PROVIDED DATA —
========

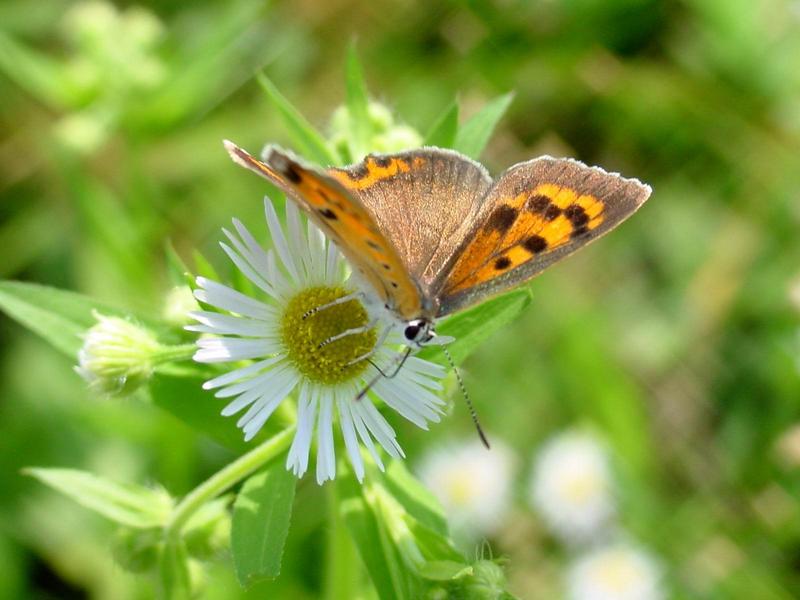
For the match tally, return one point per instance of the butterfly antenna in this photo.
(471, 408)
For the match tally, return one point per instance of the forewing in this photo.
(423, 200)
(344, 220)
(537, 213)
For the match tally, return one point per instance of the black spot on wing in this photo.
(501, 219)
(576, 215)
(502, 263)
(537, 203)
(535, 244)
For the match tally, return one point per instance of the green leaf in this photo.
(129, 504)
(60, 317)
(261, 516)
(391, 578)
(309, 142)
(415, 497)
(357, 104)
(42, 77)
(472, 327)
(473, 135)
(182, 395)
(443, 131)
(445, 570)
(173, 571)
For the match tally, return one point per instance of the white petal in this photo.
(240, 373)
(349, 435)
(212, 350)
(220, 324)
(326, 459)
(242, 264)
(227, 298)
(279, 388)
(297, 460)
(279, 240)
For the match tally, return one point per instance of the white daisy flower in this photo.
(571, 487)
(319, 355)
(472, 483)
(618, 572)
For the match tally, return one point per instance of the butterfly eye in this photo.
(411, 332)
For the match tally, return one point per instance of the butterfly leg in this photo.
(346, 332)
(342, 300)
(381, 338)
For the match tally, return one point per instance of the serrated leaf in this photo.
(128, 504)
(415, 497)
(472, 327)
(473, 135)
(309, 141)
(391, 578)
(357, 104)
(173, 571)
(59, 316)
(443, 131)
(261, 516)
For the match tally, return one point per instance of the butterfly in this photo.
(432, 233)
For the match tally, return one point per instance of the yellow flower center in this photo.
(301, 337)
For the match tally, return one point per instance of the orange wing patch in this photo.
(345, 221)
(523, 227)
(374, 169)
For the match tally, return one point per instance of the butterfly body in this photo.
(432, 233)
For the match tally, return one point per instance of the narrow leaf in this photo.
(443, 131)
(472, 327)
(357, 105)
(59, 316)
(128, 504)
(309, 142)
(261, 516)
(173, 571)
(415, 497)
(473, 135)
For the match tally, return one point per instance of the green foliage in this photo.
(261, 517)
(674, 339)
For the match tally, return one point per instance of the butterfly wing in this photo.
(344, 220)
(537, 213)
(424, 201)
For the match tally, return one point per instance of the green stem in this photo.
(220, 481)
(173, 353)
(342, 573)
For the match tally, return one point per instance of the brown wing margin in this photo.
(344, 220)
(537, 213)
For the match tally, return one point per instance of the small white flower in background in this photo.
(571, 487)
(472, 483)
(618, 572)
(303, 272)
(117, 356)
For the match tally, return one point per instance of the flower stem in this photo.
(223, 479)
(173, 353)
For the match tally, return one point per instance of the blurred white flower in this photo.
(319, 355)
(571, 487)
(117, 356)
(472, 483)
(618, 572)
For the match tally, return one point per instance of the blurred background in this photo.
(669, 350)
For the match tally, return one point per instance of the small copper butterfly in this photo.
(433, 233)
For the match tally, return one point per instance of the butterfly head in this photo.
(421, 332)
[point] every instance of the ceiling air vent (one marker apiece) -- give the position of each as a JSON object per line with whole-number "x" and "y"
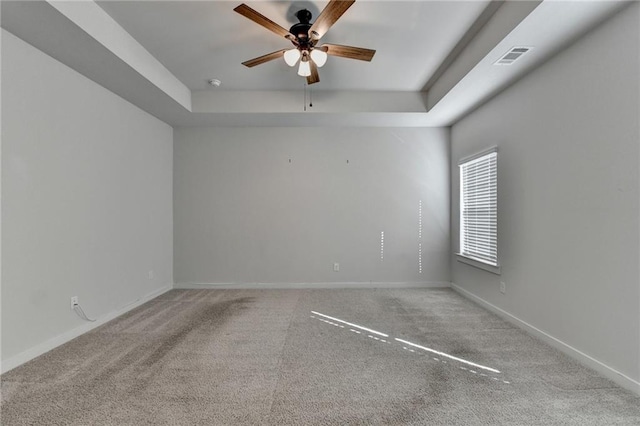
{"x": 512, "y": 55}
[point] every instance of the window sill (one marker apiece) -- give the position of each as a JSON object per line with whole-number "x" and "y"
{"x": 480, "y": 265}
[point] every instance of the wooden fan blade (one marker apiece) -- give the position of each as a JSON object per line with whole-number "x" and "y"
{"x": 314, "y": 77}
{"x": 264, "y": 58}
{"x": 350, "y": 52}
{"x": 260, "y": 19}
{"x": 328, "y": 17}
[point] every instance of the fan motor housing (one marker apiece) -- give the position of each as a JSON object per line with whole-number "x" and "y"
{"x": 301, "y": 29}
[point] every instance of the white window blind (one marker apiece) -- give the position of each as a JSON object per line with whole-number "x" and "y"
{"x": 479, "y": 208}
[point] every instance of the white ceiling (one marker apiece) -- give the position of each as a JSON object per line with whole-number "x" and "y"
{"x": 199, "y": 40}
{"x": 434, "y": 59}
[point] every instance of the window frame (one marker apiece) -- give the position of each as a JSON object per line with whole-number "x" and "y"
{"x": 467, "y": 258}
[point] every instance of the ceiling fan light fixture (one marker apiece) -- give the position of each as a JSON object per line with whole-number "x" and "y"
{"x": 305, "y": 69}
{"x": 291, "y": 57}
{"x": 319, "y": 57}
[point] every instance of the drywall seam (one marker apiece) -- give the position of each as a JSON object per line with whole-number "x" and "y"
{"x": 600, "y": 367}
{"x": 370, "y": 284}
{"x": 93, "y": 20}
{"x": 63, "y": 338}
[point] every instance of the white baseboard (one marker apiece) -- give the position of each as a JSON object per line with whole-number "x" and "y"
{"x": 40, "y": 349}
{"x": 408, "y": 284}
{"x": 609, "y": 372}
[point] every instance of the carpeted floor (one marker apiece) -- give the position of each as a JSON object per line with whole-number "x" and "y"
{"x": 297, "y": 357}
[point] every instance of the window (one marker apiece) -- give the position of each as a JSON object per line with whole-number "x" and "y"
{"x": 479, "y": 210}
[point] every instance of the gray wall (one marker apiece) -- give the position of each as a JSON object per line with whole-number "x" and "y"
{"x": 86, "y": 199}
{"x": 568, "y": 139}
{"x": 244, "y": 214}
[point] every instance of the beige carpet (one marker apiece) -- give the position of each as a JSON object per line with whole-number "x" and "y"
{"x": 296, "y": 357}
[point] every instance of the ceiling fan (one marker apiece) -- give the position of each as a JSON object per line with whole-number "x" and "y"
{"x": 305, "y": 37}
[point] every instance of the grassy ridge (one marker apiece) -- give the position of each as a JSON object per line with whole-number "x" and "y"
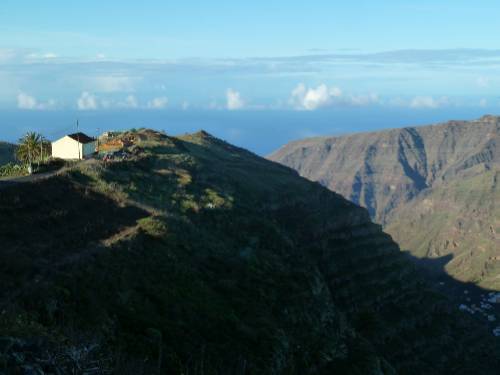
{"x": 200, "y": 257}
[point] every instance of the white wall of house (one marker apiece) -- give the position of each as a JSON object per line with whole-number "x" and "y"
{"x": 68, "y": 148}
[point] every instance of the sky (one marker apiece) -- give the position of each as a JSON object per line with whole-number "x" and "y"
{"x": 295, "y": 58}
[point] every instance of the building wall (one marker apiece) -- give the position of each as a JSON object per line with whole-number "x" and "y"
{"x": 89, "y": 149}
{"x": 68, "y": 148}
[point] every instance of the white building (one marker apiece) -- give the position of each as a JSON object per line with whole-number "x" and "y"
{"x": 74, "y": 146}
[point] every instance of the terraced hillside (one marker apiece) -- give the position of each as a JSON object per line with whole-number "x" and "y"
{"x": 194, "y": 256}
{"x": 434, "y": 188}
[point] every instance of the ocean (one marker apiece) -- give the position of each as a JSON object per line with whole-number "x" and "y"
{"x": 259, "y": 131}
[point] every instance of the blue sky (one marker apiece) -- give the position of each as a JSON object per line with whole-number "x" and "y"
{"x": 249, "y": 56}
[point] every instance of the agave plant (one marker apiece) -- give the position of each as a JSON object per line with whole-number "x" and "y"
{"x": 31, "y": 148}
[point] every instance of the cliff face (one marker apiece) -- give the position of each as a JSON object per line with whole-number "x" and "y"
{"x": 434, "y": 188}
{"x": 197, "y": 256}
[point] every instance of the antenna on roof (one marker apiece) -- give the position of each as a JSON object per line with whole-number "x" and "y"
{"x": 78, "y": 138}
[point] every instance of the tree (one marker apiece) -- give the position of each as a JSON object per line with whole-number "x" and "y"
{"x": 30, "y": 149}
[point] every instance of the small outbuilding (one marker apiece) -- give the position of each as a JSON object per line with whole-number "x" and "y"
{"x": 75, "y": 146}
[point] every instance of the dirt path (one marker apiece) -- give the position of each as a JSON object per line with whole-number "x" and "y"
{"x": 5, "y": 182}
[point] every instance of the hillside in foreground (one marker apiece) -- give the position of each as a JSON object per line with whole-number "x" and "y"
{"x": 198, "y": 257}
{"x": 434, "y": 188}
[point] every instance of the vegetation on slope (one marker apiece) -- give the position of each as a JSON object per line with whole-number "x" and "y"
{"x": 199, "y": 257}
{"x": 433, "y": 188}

========

TASK DIRECTIONS —
The expected output is every line of the data, unchanged, with the pictures skipped.

YOUR RESPONSE —
For the match tally, return one point per instance of the butterfly antenna in this photo.
(471, 408)
For the match tally, return one point per instance of the forewing in this photo.
(423, 200)
(344, 220)
(537, 213)
For the match tally, return one point per instance of the black spot on wing in this photo.
(501, 219)
(576, 215)
(502, 263)
(537, 203)
(535, 244)
For the match tally, return one point per instance of the green leaf in this photo.
(129, 504)
(60, 317)
(261, 516)
(391, 578)
(309, 142)
(415, 497)
(357, 104)
(42, 77)
(472, 327)
(473, 135)
(182, 395)
(443, 131)
(445, 570)
(173, 571)
For the match tally, return one point per instance of the white petal in this photo.
(240, 373)
(349, 435)
(212, 350)
(220, 324)
(326, 459)
(242, 264)
(227, 298)
(279, 388)
(297, 460)
(279, 240)
For the match tally, return one point per instance of the white daisy flower in this photo.
(571, 487)
(319, 355)
(472, 483)
(618, 572)
For the match tally, return one point per instance of the butterfly eye in this photo.
(411, 332)
For the match tally, return one point per instance of the butterfly leg in this photo.
(346, 332)
(342, 300)
(381, 338)
For the match tally, return one point per instance of the serrated leaf in this photo.
(128, 504)
(415, 497)
(472, 327)
(473, 135)
(309, 141)
(391, 578)
(357, 104)
(173, 571)
(59, 316)
(443, 131)
(261, 516)
For the match tally, return one point per instance of the butterfly in this photo.
(432, 233)
For the match tally, return one point per instance of the yellow flower center in this photo.
(301, 337)
For the match tally, return one point per instance of the orange wing patch in this photo.
(345, 221)
(523, 227)
(374, 169)
For the match tally, return one point per instance of the butterfly body in this photo.
(432, 233)
For the match tally, return one point per instance of the narrow leaf in this photo.
(443, 131)
(472, 327)
(357, 105)
(59, 316)
(128, 504)
(309, 142)
(261, 516)
(173, 571)
(415, 497)
(473, 135)
For the match tally, return one point per instance of the green foliage in this photo.
(261, 517)
(674, 339)
For the match tally, return one point per instance of the butterfly wing in this photo.
(344, 220)
(537, 213)
(424, 201)
For the match tally, return one point per instance of the green stem in this photo.
(220, 481)
(173, 353)
(342, 573)
For the match tally, return one point per instance of the brown wing margin in this photo.
(344, 220)
(537, 213)
For the match tally, return one point per instance of the small white flower in background in this photo.
(571, 487)
(472, 483)
(618, 572)
(303, 272)
(117, 356)
For the match tally, return one point per instance of the flower stem in this photo.
(223, 479)
(173, 353)
For the match tally, return one point per instance of the blurred white flower in this photo.
(319, 355)
(571, 487)
(117, 356)
(472, 483)
(618, 572)
For the match tally, return one point per instance of the blurred background in this photo.
(669, 350)
For the match tally, return one point per instance of the small copper butterfly in this photo.
(433, 233)
For the match tally, return one point per instance of the butterfly head in this photo.
(421, 332)
[point] every instance of the ceiling air vent (one marker apiece) -- give the position of each as a JSON object per line with whole-number "x" and "y"
{"x": 512, "y": 55}
[point] every instance of the window sill (one marker apiece) -- give the position of each as a JSON object per line with whole-number "x" and "y"
{"x": 480, "y": 265}
[point] every instance of the wooden fan blade (one marker apiece) -- give the position of each as a JSON object per line with whole-number "x" and "y"
{"x": 314, "y": 77}
{"x": 264, "y": 58}
{"x": 350, "y": 52}
{"x": 260, "y": 19}
{"x": 328, "y": 17}
[point] every instance of the fan motor housing (one marker apiece) -- give the position of each as a JSON object per line with whole-number "x" and "y"
{"x": 301, "y": 29}
[point] every instance of the white window blind (one marker apiece) -- give the position of each as a JSON object per line with whole-number "x" and "y"
{"x": 479, "y": 208}
[point] every instance of the white ceiling (one marker apiece) -- give the position of each as a JSON object per line with whole-number "x" and "y"
{"x": 199, "y": 40}
{"x": 434, "y": 59}
[point] every instance of the window frame (one marker apiece) -- give the position of each as a JSON object per line with whole-number "x" and "y"
{"x": 467, "y": 258}
[point] every instance of the ceiling fan light fixture (one marker apiece) -- give the position of each as a JSON object per line with whole-number "x" and "y"
{"x": 305, "y": 69}
{"x": 291, "y": 57}
{"x": 319, "y": 57}
[point] every instance of the drywall seam (one marker apiece) -- give the position of each as a JSON object per line with whole-number "x" and "y"
{"x": 600, "y": 367}
{"x": 370, "y": 284}
{"x": 93, "y": 20}
{"x": 63, "y": 338}
[point] every instance of the white baseboard (one marker apiece) -- give the position of each as a JSON object per line with whole-number "x" and "y"
{"x": 40, "y": 349}
{"x": 408, "y": 284}
{"x": 609, "y": 372}
[point] every instance of the carpeted floor (one marker apiece) -- give the position of each as a JSON object per line with whole-number "x" and "y"
{"x": 297, "y": 357}
[point] every instance of the window (one marker apiece) -- give the position of each as a JSON object per line with whole-number "x" and "y"
{"x": 479, "y": 210}
[point] every instance of the gray wall (one marker apiece) -- give the position of each as a JSON object per line with whole-number "x" and "y"
{"x": 86, "y": 199}
{"x": 568, "y": 139}
{"x": 244, "y": 214}
[point] every instance of the beige carpet (one marker apiece) -- give the position of each as a JSON object per line with whole-number "x" and "y"
{"x": 296, "y": 357}
[point] every instance of the ceiling fan (one marker apiece) -- give the position of each as a JSON object per line with whole-number "x" and "y"
{"x": 305, "y": 37}
[point] every instance of the grassy ridge (one marker apiece) -- give the position of each as a JSON object per line with whole-number "x" and "y"
{"x": 200, "y": 257}
[point] every instance of the white wall of house (one marker apiece) -- give the position of each as a JSON object per line with whole-number "x" and "y"
{"x": 68, "y": 148}
[point] every instance of the sky (one marker apiece) -- give the position of each as a JSON object per line with whole-number "x" and "y"
{"x": 295, "y": 58}
[point] every instance of the building wall (one marker apiece) -- give the position of each as a JSON object per line with whole-number "x" and "y"
{"x": 89, "y": 149}
{"x": 68, "y": 148}
[point] every instance of the white building (one marker apiece) -- give the position of each as a JSON object per line with whole-number "x" and "y"
{"x": 74, "y": 146}
[point] every instance of the terraced hillside (one marker apiece) -- give the position of each as a JSON object per line with whole-number "x" and "y"
{"x": 194, "y": 256}
{"x": 434, "y": 188}
[point] every instance of the ocean (one marker apiece) -- give the position of each as a JSON object per line with whole-number "x" and "y"
{"x": 259, "y": 131}
[point] every instance of the blue sky (one marker apiece) -- give the position of each as a JSON object per line with whole-number "x" and "y"
{"x": 249, "y": 56}
[point] every instance of the agave plant (one marker apiece) -- give the position of each as a JSON object per line with whole-number "x" and "y"
{"x": 31, "y": 148}
[point] every instance of the cliff face (one marker apiece) -- give the position of each as a JSON object per line with whole-number "x" and "y"
{"x": 434, "y": 188}
{"x": 197, "y": 256}
[point] every instance of the antenna on roof (one marker apiece) -- give the position of each as a JSON object per line with whole-number "x" and "y"
{"x": 78, "y": 138}
[point] every instance of the tree (one marker apiece) -- give the position of each as a JSON object per line with whole-number "x" and "y"
{"x": 30, "y": 149}
[point] every instance of the small outbuilding (one marker apiece) -- give the position of each as a JSON object per line with whole-number "x" and "y"
{"x": 75, "y": 146}
[point] every instance of the dirt path (one marker apiece) -- give the position of each as a JSON object per line with whole-number "x" and "y"
{"x": 5, "y": 182}
[point] every instance of the hillside in foreground (one marker apiece) -- give the position of each as a JSON object per line with whole-number "x" and "y"
{"x": 198, "y": 257}
{"x": 434, "y": 188}
[point] every instance of the vegetation on slope (one marker apiece) -- give the position of each as a JSON object per line with whole-number "x" and "y"
{"x": 199, "y": 257}
{"x": 433, "y": 188}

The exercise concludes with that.